*** Exercise inputs ***

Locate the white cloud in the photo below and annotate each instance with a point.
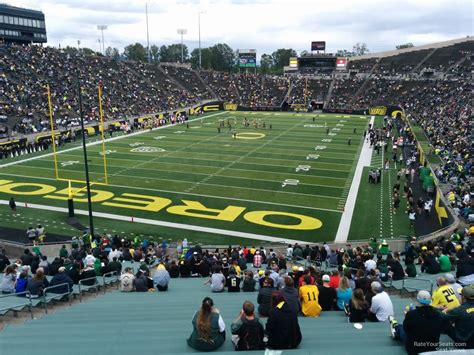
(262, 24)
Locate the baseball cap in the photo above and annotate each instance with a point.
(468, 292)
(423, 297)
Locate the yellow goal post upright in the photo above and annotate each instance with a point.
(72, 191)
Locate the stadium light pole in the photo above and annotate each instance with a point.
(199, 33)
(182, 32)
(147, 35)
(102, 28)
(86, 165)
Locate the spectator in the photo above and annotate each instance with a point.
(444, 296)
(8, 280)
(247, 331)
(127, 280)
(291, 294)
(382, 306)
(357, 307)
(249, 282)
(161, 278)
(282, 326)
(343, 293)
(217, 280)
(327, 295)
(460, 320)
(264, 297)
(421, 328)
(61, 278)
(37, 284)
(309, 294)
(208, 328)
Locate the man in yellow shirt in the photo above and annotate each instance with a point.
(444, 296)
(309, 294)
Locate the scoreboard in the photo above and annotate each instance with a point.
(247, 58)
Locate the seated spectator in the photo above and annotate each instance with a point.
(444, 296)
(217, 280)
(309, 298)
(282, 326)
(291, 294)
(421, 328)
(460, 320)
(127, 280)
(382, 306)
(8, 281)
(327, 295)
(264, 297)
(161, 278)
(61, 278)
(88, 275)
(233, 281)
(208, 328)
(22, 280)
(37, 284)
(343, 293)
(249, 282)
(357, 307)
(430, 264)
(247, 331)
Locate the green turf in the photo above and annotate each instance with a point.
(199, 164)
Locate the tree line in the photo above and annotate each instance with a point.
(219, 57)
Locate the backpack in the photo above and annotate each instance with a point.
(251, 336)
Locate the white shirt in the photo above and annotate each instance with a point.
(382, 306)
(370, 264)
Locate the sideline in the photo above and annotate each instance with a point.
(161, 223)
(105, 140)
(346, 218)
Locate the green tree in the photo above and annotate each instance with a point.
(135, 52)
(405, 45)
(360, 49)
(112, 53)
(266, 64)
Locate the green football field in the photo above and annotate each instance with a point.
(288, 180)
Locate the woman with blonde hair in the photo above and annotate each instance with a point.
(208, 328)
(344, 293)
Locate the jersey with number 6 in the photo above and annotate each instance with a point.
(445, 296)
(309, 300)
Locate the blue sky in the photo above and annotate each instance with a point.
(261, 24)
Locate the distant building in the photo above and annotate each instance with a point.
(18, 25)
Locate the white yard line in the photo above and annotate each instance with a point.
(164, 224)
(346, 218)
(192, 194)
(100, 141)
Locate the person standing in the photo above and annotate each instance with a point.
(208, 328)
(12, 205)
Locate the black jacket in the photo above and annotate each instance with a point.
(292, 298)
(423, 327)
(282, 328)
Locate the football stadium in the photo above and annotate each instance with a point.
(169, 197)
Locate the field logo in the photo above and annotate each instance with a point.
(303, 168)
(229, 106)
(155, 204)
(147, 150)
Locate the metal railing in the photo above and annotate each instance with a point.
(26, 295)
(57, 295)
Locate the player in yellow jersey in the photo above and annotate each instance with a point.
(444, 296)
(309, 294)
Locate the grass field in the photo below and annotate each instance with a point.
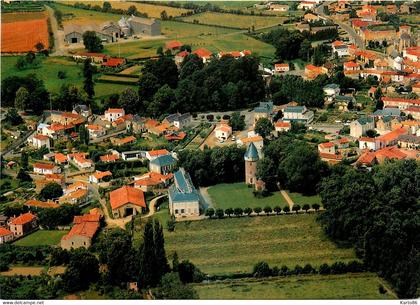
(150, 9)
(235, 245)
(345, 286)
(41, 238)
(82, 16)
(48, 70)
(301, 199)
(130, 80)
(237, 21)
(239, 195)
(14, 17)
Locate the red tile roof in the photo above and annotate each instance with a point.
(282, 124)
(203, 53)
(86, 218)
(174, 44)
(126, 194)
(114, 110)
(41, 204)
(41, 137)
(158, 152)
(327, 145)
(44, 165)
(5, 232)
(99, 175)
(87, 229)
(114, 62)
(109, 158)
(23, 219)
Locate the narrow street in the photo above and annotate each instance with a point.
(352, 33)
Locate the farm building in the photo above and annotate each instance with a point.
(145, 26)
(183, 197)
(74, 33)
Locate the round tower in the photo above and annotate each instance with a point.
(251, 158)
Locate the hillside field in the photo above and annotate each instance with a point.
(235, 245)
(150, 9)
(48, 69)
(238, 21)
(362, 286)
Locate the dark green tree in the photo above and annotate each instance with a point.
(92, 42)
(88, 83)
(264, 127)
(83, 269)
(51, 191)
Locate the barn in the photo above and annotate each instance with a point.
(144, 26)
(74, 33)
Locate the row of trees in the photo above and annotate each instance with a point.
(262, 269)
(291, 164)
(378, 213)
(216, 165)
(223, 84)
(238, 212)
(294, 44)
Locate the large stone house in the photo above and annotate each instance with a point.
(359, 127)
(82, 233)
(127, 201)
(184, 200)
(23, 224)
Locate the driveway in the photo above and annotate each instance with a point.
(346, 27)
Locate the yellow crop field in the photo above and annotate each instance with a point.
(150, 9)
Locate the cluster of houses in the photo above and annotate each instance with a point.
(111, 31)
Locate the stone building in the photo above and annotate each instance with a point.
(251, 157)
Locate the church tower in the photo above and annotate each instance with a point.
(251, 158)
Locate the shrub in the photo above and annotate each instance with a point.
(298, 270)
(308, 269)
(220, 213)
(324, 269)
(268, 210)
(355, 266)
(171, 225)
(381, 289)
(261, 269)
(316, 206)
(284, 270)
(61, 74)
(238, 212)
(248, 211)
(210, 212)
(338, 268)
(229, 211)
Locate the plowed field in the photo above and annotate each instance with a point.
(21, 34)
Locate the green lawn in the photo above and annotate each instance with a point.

***
*** Exercise inputs ***

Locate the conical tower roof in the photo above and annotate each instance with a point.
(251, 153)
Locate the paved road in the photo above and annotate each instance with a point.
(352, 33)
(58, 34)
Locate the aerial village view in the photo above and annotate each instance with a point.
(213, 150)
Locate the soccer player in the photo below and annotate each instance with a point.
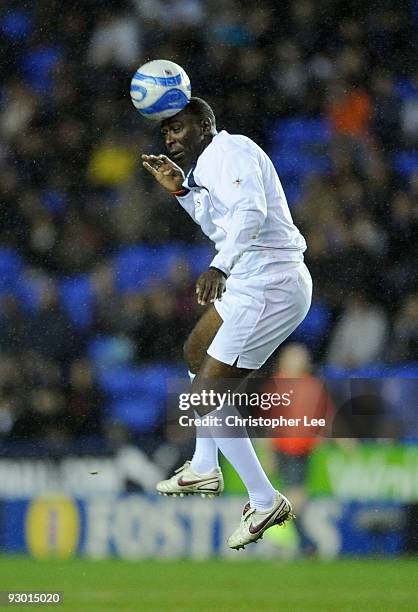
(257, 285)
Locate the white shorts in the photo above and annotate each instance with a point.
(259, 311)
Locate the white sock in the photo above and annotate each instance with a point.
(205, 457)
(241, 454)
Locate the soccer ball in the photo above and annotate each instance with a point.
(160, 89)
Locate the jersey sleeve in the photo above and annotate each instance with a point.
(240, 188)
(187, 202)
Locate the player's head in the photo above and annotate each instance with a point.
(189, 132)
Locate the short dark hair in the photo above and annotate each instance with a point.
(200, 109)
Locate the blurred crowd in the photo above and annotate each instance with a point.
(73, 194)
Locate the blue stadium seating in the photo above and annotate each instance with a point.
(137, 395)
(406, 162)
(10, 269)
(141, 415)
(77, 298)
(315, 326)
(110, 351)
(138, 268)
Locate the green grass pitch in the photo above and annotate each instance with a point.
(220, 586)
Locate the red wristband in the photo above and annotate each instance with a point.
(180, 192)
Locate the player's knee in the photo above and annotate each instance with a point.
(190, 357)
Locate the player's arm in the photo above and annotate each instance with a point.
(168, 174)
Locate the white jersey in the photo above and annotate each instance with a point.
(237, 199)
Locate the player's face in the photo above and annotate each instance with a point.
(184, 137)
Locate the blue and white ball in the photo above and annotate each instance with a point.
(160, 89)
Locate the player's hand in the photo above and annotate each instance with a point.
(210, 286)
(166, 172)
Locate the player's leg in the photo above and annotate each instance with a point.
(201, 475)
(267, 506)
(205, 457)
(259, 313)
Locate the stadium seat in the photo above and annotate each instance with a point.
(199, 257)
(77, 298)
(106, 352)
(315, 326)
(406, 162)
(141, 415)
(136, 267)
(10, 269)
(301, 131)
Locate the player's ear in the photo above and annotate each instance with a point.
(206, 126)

***

■ Work to be completed
Can you retype, word for word, the lines of the records from the one containing "Locate the round" through the one containing "Locate the green lawn", including both of those lines?

■ Full answer
Locate the round tower in the photo above and annotate each instance with a point.
(251, 158)
Locate the hillside field in the photo above and annotate each instance with a point.
(235, 245)
(150, 9)
(48, 69)
(238, 21)
(362, 286)
Locate the dark green tree in the photo above and annotate each instance with a point.
(92, 42)
(88, 83)
(264, 127)
(83, 269)
(51, 191)
Locate the barn in the photo above and annotate each instance with a point.
(144, 26)
(74, 33)
Locate the row of trees in the photo above and annotate each instance with a point.
(262, 269)
(291, 164)
(378, 213)
(216, 165)
(223, 84)
(238, 212)
(294, 44)
Locate the large stone house in the photo above and annotate each instance with a point.
(359, 127)
(82, 233)
(127, 201)
(184, 200)
(23, 224)
Locate the driveway in the photo above and annotate each instance with a point.
(346, 27)
Locate the yellow crop field in the photo above and annotate each instance with a point.
(150, 9)
Locate the cluster of houses in the photo above and annotate each instance with a point.
(111, 31)
Locate the stone building in the photo above and annotate each instance with a point.
(251, 157)
Locate the church tower in the photo above and annotate each instance with a point.
(251, 158)
Locate the shrub in the photo above and annotate each instance with a point.
(298, 270)
(308, 269)
(220, 213)
(324, 269)
(268, 210)
(355, 266)
(171, 225)
(381, 289)
(261, 269)
(316, 206)
(284, 270)
(61, 74)
(238, 212)
(248, 211)
(210, 212)
(338, 268)
(229, 211)
Locate the plowed field in the photo above and annotate each instance with a point.
(21, 34)
Locate the green lawn in the photo above and annotate each instance with a point.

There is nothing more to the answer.